The CalQL query language

The Caliper Query Language (CalQL) is used to filter, aggregate, and create reports from Caliper data in Caliper’s data processing tools (cali-query) and report services. Its syntax is very similar to SQL.

For example, filtering and aggregating a trace into a function time profile for an application’s main loop and printing results in a table, sorted by time, is accomplished with the following statement:

SELECT *, count(), sum(time.duration)
WHERE loop=mainloop
GROUP BY function
FORMAT table
ORDER BY time.duration

Quick reference

This table contains a quick reference of all CalQL statements:

LET <list>                   # Compute additional attributes in input records
  <a>=ratio(<b>,<c>,<S>)     # computes a = <b>/<c>*S
  <a>=scale(<b>,<S>)         # computes <a> = <b>*S
  <a>=truncate(<b>,<S>)      # computes <a> = <b> - mod(<b>, S)
  <a>=first(<a0>,<a1>, ...)  # <a> is the first of <a0>, <a1>, ... found in the input record
  <a>=sum(<a0>,<a1>,...)     # computes sum of <a0>, <a1>, ... in the input record
  ... IF <condition>         # apply only if input record meets condition

SELECT <list>                # Select attributes and define aggregations (i.e., select columns)
  *                          # select all attributes
  path                       # select the nested region hierarchy
  <attribute>                # select <attribute>
  count()                    # number of input records in grouping
  sum(<attribute>)           # compute sum of <attribute> for grouping
  min(<attribute>)           # compute min of <attribute> for grouping
  max(<attribute>)           # compute max of <attribute> for grouping
  avg(<attribute>)           # compute average of <attribute> for grouping
  percent_total(<attribute>) # compute percent of total sum for <attribute> in grouping
  ratio(<a>,<b>,<S>)         # compute sum(<a>)/sum(<b>)*S for grouping
  inclusive_sum(<a>)         # computes inclusive sum of <a> in a nested hierarchy
  scale(<a>,<S>)             # computes sum of <a> multiplied by scaling factor S
  inclusive_scale(<a>,<S>)   # computes inclusive scaled sum of <a> in a nested hierarchy
  inclusive_percent_total(<a>) # computes inclusive percent-of-total of <a> in a nested hierarchy
  any(<attribute>)           # pick one value for <attribute> out of all records in grouping
  scale_count(<S>)           # count number of input records for grouping and multiplied by <S>
  inclusive_ratio(<a>,<b>,<S>) # computes inclusive_sum(<a>)/inclusive_sum(<b>)*<S>
  inclusive_min(<a>)         # compute inclusive min of <a>
  inclusive_max(<a>)         # compute inclusive max of <a>
  ... AS <name>              # use <name> as column header in tree or table formatter
  ... UNIT <unit>            # use <unit> as unit name

GROUP BY <list>              # Define aggregation grouping (what to aggregate over, e.g. "function,mpi.rank")

+--

Requests ::
[1] In the CalQL text, what does count() compute?
[2] Quote the rows word for word, from the row line containing "I would be grateful if you could mark the blue" through the end of the rows, and leave the pictures out.

+--

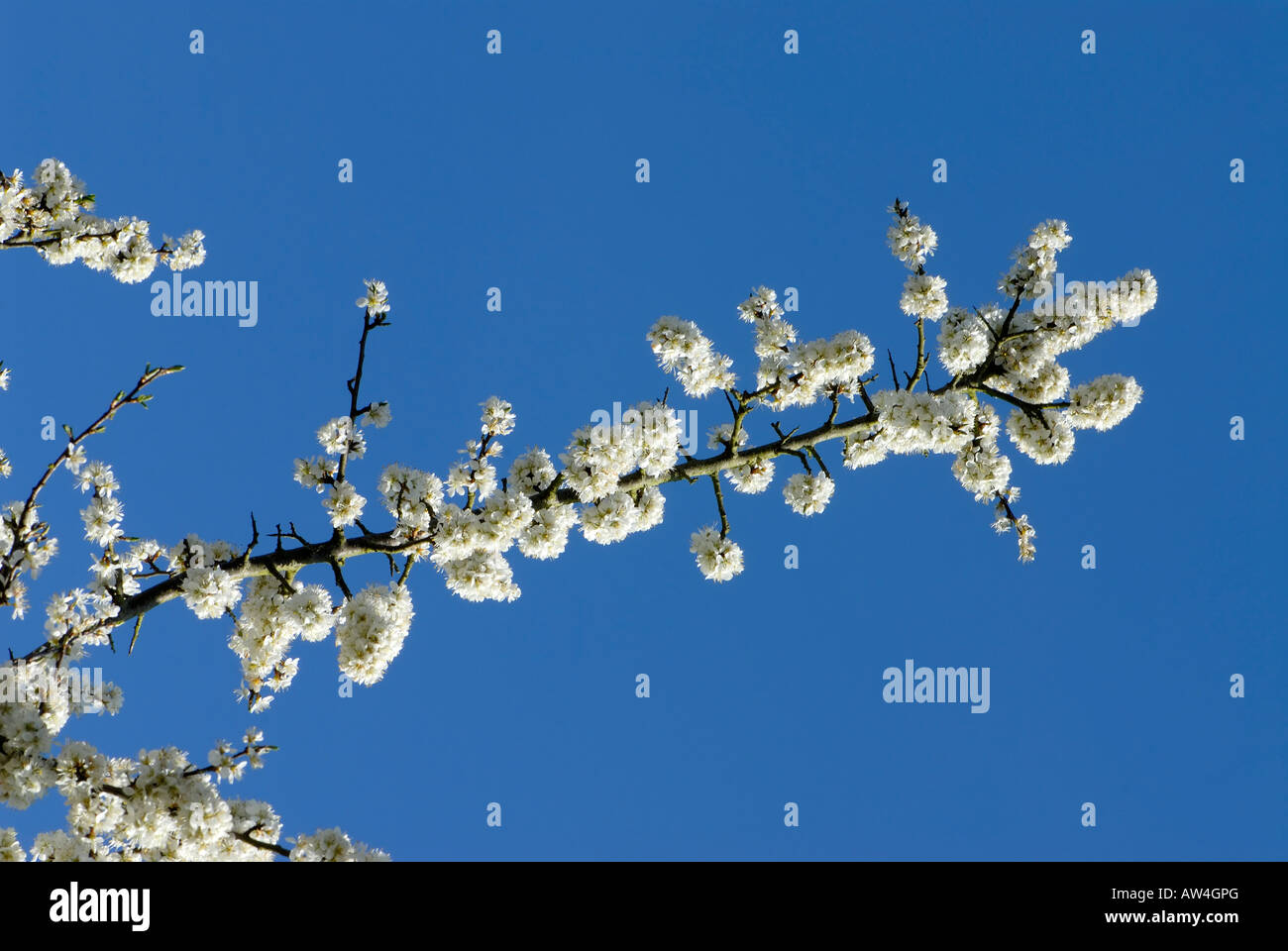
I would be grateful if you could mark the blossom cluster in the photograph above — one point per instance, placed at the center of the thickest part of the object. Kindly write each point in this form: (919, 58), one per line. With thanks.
(53, 215)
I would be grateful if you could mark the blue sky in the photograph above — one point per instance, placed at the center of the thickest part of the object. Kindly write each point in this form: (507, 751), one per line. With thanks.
(518, 170)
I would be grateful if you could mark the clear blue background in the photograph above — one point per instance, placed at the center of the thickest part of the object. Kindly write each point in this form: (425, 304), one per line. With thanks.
(518, 170)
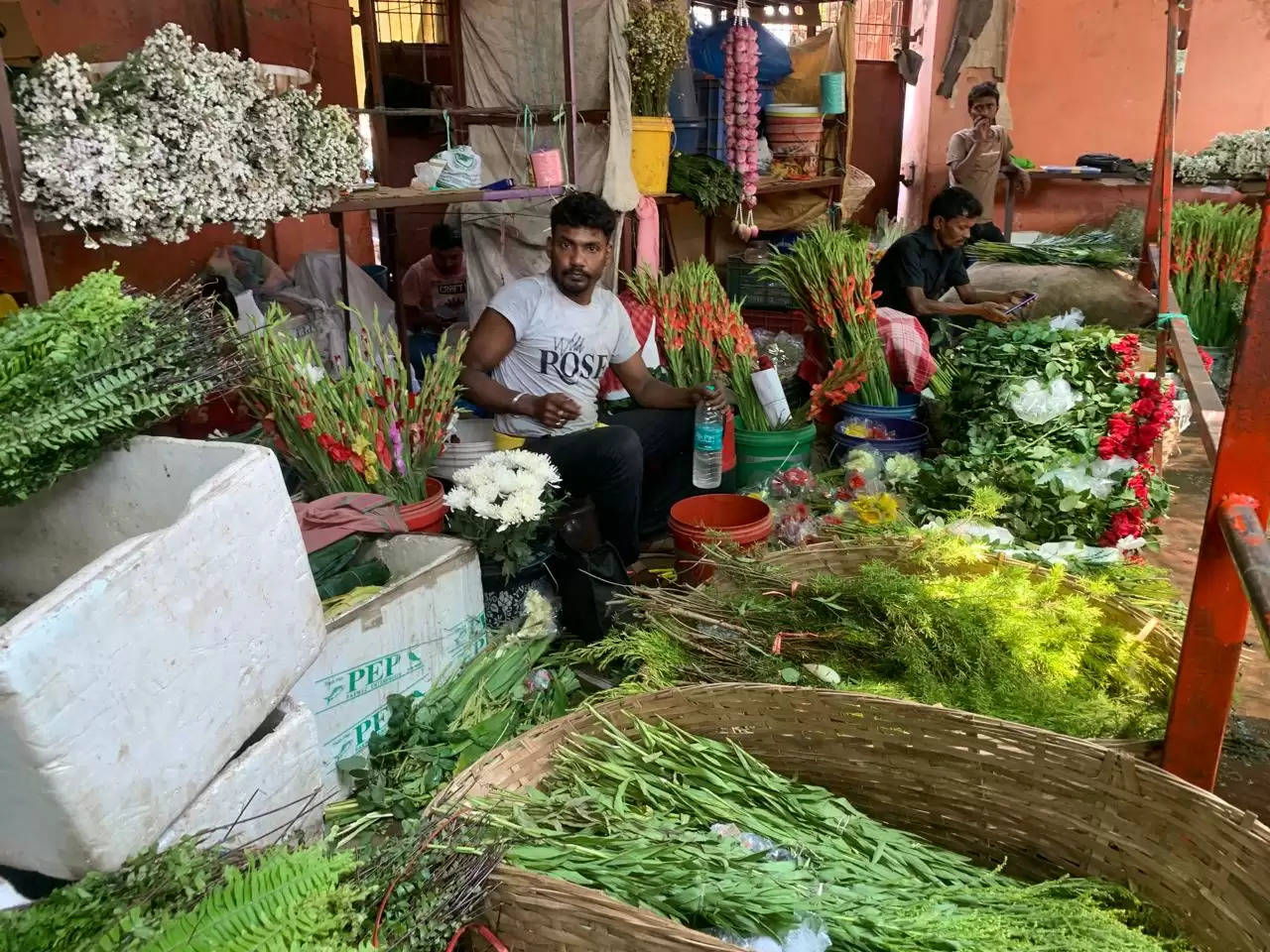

+--

Replies ::
[1] The number of input records in the grouping.

[2]
I would be grateful if you could mark the blue sky in the photograph above — one point per instance, placed at the center of the thickest part of the object. Kindly write each point in this form: (507, 751), one per line. With thanks.
(518, 170)
I would be grateful if you could mark the clear blue background in the photograph above — one point per instance, placed at the center of the thickest part of the object. Kindly write each point in this form: (425, 304), one per line. With thanks.
(518, 170)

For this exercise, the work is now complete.